• SOURCE
Review by A. Colin Flood
Click here to e-mail reviewer

CD Stock Number: 6894400502

   A great pianist was once asked, how did he ever
learn to play so sweet? "Oh," he replied, "I play the notes
just as well as other pianists." "But in the spaces
between them, I make music."

 

  So it is with the reigning Queen of contemporary jazz/pop recordings, for almost a decade now, the spaces in between make Diana Krall's music. Once the bedraggled Billie Holiday stood alone in the spotlight, grasping the tilting microphone stand and leaning body and soul into her singing. In the smoky gray of Diana Ross' movie and in real life, Billie keened sad love songs in such a mournful, struggling way that she came to epitomize the melodic crooning of soulful female torches forever. Then and now, Billie was the "Lady Sings the Blues."

• DIRECTION
Name every person the review identifies by name. The data that comes next has no connection to the review.

• DATA LISTING

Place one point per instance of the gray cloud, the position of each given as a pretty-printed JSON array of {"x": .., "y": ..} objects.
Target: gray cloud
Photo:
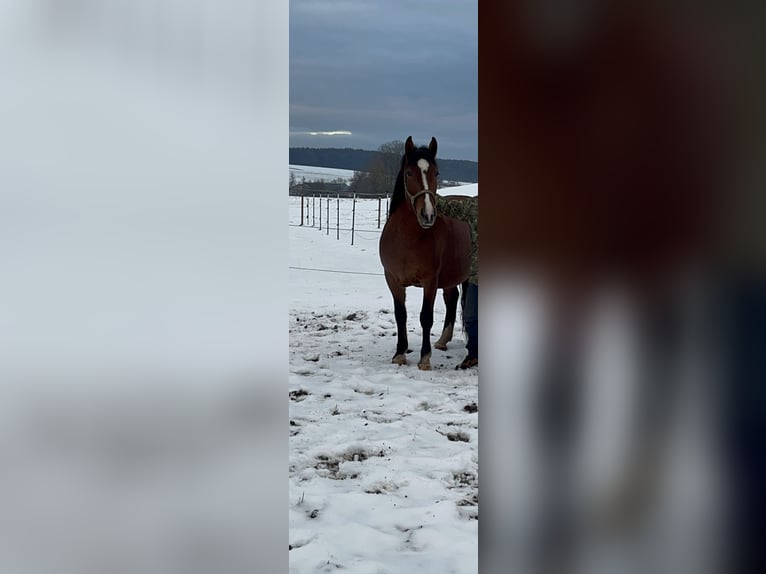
[{"x": 383, "y": 71}]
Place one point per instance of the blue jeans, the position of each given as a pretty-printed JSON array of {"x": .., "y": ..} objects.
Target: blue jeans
[{"x": 471, "y": 319}]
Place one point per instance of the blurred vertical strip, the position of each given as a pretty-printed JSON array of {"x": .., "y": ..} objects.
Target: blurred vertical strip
[
  {"x": 143, "y": 333},
  {"x": 622, "y": 150}
]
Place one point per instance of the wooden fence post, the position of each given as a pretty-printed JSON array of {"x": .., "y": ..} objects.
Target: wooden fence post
[{"x": 353, "y": 219}]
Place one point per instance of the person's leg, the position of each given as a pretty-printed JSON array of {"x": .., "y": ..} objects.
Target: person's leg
[{"x": 471, "y": 323}]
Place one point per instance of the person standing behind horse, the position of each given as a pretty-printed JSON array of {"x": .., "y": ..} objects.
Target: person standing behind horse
[{"x": 467, "y": 209}]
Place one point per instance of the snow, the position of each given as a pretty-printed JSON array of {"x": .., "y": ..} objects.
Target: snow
[
  {"x": 312, "y": 173},
  {"x": 471, "y": 190},
  {"x": 383, "y": 458}
]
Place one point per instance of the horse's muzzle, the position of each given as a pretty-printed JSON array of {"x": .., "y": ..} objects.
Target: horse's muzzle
[{"x": 426, "y": 221}]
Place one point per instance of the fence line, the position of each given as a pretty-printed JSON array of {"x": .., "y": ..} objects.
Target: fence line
[{"x": 361, "y": 217}]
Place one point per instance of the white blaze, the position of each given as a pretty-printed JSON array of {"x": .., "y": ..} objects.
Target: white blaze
[{"x": 424, "y": 165}]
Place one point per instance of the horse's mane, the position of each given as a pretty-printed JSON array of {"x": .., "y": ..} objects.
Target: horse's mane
[{"x": 417, "y": 154}]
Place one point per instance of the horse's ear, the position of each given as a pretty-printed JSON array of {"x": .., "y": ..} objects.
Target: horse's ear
[{"x": 432, "y": 147}]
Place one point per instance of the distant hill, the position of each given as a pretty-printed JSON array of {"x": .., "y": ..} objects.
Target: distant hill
[{"x": 360, "y": 159}]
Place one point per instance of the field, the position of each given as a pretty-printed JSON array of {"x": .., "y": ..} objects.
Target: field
[{"x": 383, "y": 458}]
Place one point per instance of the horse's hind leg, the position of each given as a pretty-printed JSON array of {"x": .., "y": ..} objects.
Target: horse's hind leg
[
  {"x": 400, "y": 314},
  {"x": 451, "y": 297}
]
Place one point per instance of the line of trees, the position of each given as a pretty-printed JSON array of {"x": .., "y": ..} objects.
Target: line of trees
[
  {"x": 380, "y": 176},
  {"x": 376, "y": 180}
]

• FINAL RESULT
A. Colin Flood, Diana Krall, Billie Holiday, Diana Ross